■ GIVEN PROBLEM ■
Give a verbatim quotation of every record.

■ TASK INPUT ■

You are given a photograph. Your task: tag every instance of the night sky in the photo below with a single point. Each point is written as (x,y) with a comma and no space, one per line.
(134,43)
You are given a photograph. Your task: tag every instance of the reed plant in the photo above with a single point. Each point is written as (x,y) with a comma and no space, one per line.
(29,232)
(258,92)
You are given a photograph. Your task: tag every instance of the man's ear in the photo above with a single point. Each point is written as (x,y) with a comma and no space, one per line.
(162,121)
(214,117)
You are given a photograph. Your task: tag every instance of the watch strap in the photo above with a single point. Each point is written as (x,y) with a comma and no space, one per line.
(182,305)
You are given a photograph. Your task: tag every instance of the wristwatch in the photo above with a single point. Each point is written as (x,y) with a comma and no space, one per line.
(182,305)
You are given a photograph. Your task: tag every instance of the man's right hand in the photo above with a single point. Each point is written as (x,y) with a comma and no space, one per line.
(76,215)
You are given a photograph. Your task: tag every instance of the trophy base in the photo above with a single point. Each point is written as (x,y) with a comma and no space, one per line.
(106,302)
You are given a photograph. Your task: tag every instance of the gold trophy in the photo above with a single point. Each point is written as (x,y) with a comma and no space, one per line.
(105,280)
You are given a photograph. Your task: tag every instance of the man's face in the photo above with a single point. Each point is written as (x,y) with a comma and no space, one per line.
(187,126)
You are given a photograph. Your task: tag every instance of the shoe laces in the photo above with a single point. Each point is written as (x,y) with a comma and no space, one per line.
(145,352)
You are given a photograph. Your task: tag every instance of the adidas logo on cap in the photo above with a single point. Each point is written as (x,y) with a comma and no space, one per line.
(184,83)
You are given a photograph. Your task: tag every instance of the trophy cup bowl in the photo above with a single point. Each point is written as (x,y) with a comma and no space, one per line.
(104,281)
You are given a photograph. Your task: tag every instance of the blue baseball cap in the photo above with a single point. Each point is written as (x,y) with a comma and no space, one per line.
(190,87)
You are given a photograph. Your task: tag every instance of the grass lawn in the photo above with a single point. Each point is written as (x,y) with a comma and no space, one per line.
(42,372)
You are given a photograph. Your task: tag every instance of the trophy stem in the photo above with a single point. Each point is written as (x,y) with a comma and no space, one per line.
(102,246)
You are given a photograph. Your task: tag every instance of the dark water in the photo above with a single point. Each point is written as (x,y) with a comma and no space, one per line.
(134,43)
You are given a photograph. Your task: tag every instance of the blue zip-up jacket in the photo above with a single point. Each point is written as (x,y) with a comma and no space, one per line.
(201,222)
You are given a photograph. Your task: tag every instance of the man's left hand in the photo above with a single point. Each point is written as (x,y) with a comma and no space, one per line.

■ THE SOLUTION ■
You are given a photograph. Your task: tag every instance of the night sky in the photo below with a single point. Each point is written as (x,y) with a comma and no space, one per line.
(134,43)
You are given a photograph. Your task: tag every instance of the reed plant in the photo above with a single point. Each point is written as (x,y) with a comma and no space, one per line.
(29,232)
(258,92)
You are given a photograph. Your task: tag every instance of the man's ear in the photo above with a single point. Each point is written as (x,y) with a comma and no space, one per line.
(162,121)
(214,117)
You are given a photograph. Your task: tag every instance of the watch strap in the photo above with a single point. Each point is written as (x,y) with a comma and no space, one per line.
(182,305)
You are given a photograph. Your task: tag every instance of the wristwatch in the photo above with a single point. Each point is written as (x,y) with a comma and no space, one per line.
(182,305)
You are given a photograph. Your task: tag every instance of the man's right hand in the photo above with a single point. Each point is written as (x,y) with a comma and no space, one per line.
(76,215)
You are given a photograph. Your task: tag every instance of the trophy base in the photo above with a single point. Each point is written as (x,y) with a comma and no space, one per line.
(106,302)
You are given a photograph. Your task: tag every instance of the gold trophy in the photo above with a single point. Each point is written as (x,y) with a comma and no space, one per line.
(105,280)
You are given a photograph. Your task: tag every instance of the man's face in the photo above with a single point. Each point is written as (x,y) with a comma and no space, one per line.
(187,126)
You are given a photograph. Your task: tag every instance of the shoe laces in the photo above with a single point. Each point is written as (x,y) with a comma and no space, one per line.
(145,352)
You are given a photograph. Your task: tag every instance of the adidas logo on cap in the photo above with a single point. Each point is written as (x,y) with a comma and no space, one per line.
(184,83)
You are given a photograph. Your task: tag every instance of the trophy cup bowl in the photo above with a single point. Each point is written as (x,y) with a comma and no space, one per line.
(104,281)
You are given a photograph. Your task: tag every instance of the blue baseball cap in the photo above with a single point. Each point is written as (x,y) with a comma and no space, one per line.
(190,87)
You are given a photograph. Your task: tag every instance of the grass lawn in the photo above with a single point. Each point is written as (x,y) with a comma and no space, one per line.
(42,372)
You are given a photograph. Your task: tag every instance of the trophy stem in the photo above with a single point. Each point is written as (x,y) with a comma and no space, one per line.
(102,246)
You are given a photograph. Your task: tag every instance of the dark water in the photo above with a single point. Each point is written as (x,y) with a comma and no space, one per line.
(134,43)
You are given a photograph. Your task: tag every instance of the blue zip-up jacket in the photo above with a single point. Each point is written as (x,y) with a comma and no space, one per line.
(201,222)
You are given a photograph. Your task: tag every instance of the man's left hand in the photo above with a single point. Each point is written as (x,y) with a comma and no space, one per line.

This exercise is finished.